# start of Provided text

I suspect that Linux workstations are fast becoming attractive targets for rootkits, since so many residential users now have broadband connections. And the problem will only grow worse with time, particularly since so many Linux users subscribe to the idea that they don't need to worry about security.

But it's true that you won't find commercial malware in Linux the way you find it in Windows. That's because they reach more people when they target Windows.


----------



## Ruby (May 10, 2002)

Well I called the tech #for the notebook, even they would resolve the problem.

Stanb999, what is wine an how do I use it. Wouldn't I have to download the kindle for pc before being able to download book.


----------



## Nevada (Sep 9, 2004)

Ruby said:


> Well I called the tech #for the notebook, even they would resolve the problem.
> 
> Stanb999, what is wine an how do I use it. Wouldn't I have to download the kindle for pc before being able to download book.


Why don't you stop torturing yourself and revert back to XP?


----------



## Ruby (May 10, 2002)

My main computer is a Dell, laptop inspiron 1525 with windows Vista. I was just trying to get the pewee one going so I could take it on our trip to a state park for reunion. DH always goes to sleep at dark. (no TV there) I like to stay up and read. I can do that with a computer. I guess I'll just take my 15" like I did last year. At least I have kindle on this one.

I'm just going to put the little one up for a back up. It still surfs the net, just can't watch videos or play some games.


----------



## Gary in ohio (May 11, 2002)

Nevada said:


> There are so many security updates for Linux that I run a cron job daily to stay current. If you don't apply Linux updates regularly you're a sitting duck. I use yum for updates, which runs as an automatic utility in much the same way that Windows updates runs.


First, there are VERY VERY few security updates for Linux. Now a distribution might have a lot of updates, but Linux has few. Also note an update doesn't mean a security vulnerability. If you want a stable system, first dont install everything off the CD, install what you need. I see so many distro put the entire CD on disk and you spend all your time patching apps you dont even use. Go through your installed software list and determine what your using and get rid of the rest. Why do you need 4 windowing systems, 6 ftp clients, 3 IM clients, etc.... 


For a home system you should patch at least on a quarterly basis. Granted there are critical patches that may need more frequent patching, but many patches a low priority patches and can wait.

# end of Provided text
# start of Raw data

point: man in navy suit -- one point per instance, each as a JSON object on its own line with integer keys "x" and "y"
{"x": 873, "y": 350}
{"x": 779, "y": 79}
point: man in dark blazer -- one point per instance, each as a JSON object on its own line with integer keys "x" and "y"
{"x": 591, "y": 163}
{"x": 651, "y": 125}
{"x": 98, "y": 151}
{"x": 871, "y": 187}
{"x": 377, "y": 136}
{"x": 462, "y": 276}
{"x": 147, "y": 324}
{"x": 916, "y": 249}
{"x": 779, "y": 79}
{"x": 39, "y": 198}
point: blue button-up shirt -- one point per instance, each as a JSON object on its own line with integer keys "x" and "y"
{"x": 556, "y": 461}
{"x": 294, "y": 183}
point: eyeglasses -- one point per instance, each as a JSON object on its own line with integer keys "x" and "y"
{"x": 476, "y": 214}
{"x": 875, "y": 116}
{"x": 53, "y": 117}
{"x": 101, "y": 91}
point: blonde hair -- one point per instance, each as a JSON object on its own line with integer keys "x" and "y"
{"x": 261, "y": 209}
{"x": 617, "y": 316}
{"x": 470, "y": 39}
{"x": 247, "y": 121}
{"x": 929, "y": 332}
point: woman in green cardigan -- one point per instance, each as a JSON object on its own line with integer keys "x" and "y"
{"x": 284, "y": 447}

# end of Raw data

#### What you need to do
[1] Please list the kinds of software the forum thread gives counts for in its question about what a user needs.
[2] According to the forum thread, how often should a home system be patched at minimum?
[3] Print the part of the forum thread starting with "## Nevada (Sep" and going on through "back to XP?".

#### Results for each task
[1] 4 windowing systems, 6 ftp clients, 3 IM clients

[2] At least on a quarterly basis.

[3]
## Nevada (Sep 9, 2004)

Ruby said:


> Well I called the tech #for the notebook, even they would resolve the problem.
> 
> Stanb999, what is wine an how do I use it. Wouldn't I have to download the kindle for pc before being able to download book.


Why don't you stop torturing yourself and revert back to XP?